Only lines containing "coordinates" are wanted from the data below. Copy those lines.

- - - - - - -

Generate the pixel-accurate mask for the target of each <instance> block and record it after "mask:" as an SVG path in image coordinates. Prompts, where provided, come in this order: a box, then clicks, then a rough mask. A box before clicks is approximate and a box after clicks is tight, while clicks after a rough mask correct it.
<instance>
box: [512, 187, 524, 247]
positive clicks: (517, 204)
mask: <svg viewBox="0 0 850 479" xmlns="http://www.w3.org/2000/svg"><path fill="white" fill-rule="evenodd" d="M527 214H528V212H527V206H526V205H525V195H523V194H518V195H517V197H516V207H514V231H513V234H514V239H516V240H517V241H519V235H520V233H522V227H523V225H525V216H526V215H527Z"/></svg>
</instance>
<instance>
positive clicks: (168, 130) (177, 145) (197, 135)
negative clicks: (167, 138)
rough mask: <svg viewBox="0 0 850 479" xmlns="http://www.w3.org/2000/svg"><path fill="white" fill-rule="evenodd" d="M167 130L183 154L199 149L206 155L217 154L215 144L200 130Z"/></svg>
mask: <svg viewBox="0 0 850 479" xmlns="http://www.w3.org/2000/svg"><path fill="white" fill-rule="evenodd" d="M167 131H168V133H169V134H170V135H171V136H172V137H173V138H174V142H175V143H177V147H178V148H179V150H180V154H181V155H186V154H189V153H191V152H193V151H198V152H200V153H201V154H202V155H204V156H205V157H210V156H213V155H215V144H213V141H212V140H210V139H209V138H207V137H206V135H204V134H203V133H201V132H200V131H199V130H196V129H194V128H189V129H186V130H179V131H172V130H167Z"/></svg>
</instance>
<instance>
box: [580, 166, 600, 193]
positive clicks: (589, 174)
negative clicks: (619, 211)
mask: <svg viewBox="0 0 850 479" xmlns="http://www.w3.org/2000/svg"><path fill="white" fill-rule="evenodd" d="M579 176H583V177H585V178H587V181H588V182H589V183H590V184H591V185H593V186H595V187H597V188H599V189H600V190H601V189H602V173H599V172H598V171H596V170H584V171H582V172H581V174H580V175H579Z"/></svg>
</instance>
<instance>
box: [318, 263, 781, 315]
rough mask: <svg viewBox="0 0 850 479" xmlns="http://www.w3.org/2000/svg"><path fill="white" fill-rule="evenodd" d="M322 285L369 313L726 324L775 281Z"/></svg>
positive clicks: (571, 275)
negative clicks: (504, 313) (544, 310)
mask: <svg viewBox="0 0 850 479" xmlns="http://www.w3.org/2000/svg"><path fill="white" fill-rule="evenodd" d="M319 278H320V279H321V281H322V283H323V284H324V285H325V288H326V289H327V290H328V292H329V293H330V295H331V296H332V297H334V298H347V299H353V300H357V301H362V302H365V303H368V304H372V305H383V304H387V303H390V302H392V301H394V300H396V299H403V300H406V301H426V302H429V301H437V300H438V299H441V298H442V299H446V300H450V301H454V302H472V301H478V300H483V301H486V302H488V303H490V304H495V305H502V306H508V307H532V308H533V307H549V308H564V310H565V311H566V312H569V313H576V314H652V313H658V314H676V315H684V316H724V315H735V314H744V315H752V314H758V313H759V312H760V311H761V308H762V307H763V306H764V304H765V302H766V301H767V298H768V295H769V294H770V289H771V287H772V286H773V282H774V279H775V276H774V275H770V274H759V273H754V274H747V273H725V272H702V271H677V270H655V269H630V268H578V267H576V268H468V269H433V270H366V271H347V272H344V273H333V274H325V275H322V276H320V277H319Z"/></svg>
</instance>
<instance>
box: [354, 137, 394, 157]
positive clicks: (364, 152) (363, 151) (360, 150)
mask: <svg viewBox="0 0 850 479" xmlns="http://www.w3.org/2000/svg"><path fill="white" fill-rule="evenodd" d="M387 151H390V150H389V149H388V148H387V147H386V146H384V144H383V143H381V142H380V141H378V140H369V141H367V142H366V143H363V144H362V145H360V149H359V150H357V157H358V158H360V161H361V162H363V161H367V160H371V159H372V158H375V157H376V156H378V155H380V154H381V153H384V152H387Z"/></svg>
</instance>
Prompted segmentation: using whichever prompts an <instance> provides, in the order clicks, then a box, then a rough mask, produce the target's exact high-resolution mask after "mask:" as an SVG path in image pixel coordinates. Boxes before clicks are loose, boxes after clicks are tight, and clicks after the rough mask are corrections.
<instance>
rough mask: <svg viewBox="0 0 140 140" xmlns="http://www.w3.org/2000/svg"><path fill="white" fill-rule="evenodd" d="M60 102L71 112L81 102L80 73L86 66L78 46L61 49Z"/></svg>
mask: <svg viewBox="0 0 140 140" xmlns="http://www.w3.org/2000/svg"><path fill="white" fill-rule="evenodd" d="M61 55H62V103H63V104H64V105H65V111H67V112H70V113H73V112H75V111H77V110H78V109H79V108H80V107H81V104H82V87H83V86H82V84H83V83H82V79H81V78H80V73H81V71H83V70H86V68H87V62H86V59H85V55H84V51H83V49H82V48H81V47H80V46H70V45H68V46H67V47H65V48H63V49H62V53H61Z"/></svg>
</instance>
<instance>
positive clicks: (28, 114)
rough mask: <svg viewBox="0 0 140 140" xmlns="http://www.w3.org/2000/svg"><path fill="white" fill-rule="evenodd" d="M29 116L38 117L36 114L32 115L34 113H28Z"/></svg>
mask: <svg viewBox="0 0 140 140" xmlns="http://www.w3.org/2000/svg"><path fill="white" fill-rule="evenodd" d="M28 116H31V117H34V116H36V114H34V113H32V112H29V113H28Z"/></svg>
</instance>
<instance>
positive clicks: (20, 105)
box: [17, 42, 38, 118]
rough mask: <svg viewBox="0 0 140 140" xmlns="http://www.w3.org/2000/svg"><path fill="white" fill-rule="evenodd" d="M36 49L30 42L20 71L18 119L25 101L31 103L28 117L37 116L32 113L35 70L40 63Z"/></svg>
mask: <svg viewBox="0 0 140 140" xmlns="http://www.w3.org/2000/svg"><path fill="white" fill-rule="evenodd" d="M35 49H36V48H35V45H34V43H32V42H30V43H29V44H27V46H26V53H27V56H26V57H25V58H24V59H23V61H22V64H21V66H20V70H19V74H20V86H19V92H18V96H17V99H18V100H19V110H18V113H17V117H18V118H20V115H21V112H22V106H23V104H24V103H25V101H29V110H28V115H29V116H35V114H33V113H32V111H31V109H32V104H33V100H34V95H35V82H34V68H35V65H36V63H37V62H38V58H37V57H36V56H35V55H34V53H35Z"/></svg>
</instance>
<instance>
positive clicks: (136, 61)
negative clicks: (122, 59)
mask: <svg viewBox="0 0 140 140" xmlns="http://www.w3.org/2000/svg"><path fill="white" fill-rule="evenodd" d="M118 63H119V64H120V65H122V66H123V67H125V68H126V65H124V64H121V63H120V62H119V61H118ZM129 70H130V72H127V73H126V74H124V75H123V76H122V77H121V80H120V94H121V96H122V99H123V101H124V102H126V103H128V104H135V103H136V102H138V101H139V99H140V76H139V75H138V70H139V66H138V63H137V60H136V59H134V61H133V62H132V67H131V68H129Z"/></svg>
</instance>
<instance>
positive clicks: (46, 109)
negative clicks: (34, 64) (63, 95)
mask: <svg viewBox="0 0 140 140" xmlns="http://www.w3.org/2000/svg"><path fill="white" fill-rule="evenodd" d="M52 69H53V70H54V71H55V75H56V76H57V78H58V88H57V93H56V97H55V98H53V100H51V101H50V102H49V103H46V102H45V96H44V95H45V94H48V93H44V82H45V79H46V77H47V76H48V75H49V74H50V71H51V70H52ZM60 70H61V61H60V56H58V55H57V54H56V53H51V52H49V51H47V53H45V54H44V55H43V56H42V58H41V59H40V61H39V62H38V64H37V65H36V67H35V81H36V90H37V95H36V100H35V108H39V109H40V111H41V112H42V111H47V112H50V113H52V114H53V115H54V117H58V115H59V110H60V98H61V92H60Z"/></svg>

- - - - - - -

OUTPUT BELOW:
Generate the pixel-accurate mask for the target of each <instance> block and record it after "mask:" as an SVG path in image coordinates. Prompts, where provided, come in this order: a box, then clicks, then a rough mask. A box before clicks is approximate and a box after clicks is tight, while clicks after a rough mask correct it.
Prompted segmentation: using whichever prompts an <instance> provides, in the order clicks, then a box, then a rough mask, produce the target's exact high-resolution mask after "mask:" as an SVG path in image pixel coordinates. Boxes before clicks are loose, boxes after clicks are tight, and clicks after the rough mask are corrections.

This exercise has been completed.